» APPLY WHAT YOU READ:
#1 Answer these questions using the article on net neutrality and journalism.
(a) What job does Josh Stearns hold at Free Press?
(b) According to the Pew Research Center, what share of young people cite the Internet as their main source for national and international news?
(c) Which senator called net neutrality "the First Amendment issue of our time," and in what year?
#2 Continue the article on net neutrality and journalism, starting after its last sentence.

» SOURCE TEXT:
Segment Open
This article was originally published by the media-reform organization Free Press and is posted here by permission. Josh Stearns is the journalism and public media campaign director for Free Press. You can follow him on Twitter at @jcstearns.
By Josh Stearns
Tuesday’s court decision, which struck down the FCC’s open Internet order and threatened the future of net neutrality, has huge implications for the future of journalism and press freedom.
According to the Pew Research Center, half of all Americans now cite the Internet as their “main source for national and international news.” For young people the number is 71 percent. While we are nowhere near stopping the presses or tearing down the broadcast towers, the Internet is increasing how we distribute and consume the news today.
The future of journalism is bound up in the future of the Internet.
That is why net neutrality is so important and why the court decision this week should worry digital journalists and publishers. For newsrooms the decision means that a company like AT&T or Verizon could decide where their users can go for news and what stories get buried or blocked online. Verizon could strike a deal with CNN and hamper their users’ ability to access alternative news sources. Comcast could slow access to Al Jazeera, because it wants to promote its NBC news offerings.*
That’s why, in 2010, U.S. Sen. Al Franken argued that “net neutrality is the First Amendment issue of our time.”
Segment Closed
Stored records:
Segment Open
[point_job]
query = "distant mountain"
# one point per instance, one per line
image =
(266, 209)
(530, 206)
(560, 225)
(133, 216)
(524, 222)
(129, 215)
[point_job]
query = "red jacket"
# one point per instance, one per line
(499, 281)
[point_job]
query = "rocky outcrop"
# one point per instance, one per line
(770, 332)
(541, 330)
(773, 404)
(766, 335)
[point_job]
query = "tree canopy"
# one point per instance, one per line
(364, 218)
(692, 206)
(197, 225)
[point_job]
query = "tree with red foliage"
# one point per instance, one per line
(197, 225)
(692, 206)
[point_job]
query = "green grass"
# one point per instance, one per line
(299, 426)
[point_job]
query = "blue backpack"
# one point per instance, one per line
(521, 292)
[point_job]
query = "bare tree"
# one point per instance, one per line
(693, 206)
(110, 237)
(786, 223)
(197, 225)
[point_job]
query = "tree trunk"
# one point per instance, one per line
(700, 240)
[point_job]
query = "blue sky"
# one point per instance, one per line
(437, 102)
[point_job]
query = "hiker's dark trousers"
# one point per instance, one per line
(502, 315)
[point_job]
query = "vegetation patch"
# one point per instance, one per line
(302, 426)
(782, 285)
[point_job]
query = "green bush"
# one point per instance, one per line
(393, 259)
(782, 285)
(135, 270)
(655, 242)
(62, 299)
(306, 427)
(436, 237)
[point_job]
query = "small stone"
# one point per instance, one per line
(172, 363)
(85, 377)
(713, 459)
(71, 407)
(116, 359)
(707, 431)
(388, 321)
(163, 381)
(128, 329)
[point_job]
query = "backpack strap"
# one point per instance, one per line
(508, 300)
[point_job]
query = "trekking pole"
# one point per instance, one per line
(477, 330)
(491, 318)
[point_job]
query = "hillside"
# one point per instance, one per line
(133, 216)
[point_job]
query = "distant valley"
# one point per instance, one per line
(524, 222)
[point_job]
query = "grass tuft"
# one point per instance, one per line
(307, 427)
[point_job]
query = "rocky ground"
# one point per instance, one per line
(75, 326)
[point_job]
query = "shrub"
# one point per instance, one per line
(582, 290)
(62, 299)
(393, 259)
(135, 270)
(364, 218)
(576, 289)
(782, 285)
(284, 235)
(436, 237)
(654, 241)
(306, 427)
Segment Closed
» PER-TASK OUTPUTS:
#1
(a) He is the journalism and public media campaign director for Free Press.
(b) 71 percent.
(c) U.S. Sen. Al Franken, in 2010.

#2
No journalist or publisher should be held hostage by the commercial or political whims of an Internet service provider. In the end, however, the biggest media companies aren’t likely worried about this court decision. As Stacey Higginbotham wrote:
In many ways this will be a win for the large content companies such as Disney or Viacom. Yes, they might have to pay for prioritization on the broadband networks, but they have deep pockets and such a move would help them ensure their content continues to reach consumer eyeballs as the television industry fragments online. It’s possible we could see the emergence of a pay TV bundle of content that is either exempt from caps or just delivered with pristine quality while YouTube videos sputter.
But it is not just sputtering YouTube videos we need to worry about. It is people’s ability to access the independent journalism and diverse voices, which have thrived on the Web.
In 2009 a coalition of nearly 50 online journalism innovators sent a letter to the FCC, calling on the commissioners to protect the open Internet. “Net Neutrality ensures that innovative local news websites and national nonprofit reporting projects can be accessed just as easily as legacy media sites,” they wrote. “Net Neutrality encourages journalists to pioneer new tools and modes of reporting and lowers the bar for citizens to participate.”
Net neutrality is about creating a level playing field for all voices.
In an ironic twist, when it argued against net neutrality at the federal appeals court, Verizon claimed it actually had a First Amendment right to block and censor Internet users. And while the court largely ignored Verizon’s First Amendment claims, its ultimate decision essentially gave Verizon the green light begin “editing” the Internet.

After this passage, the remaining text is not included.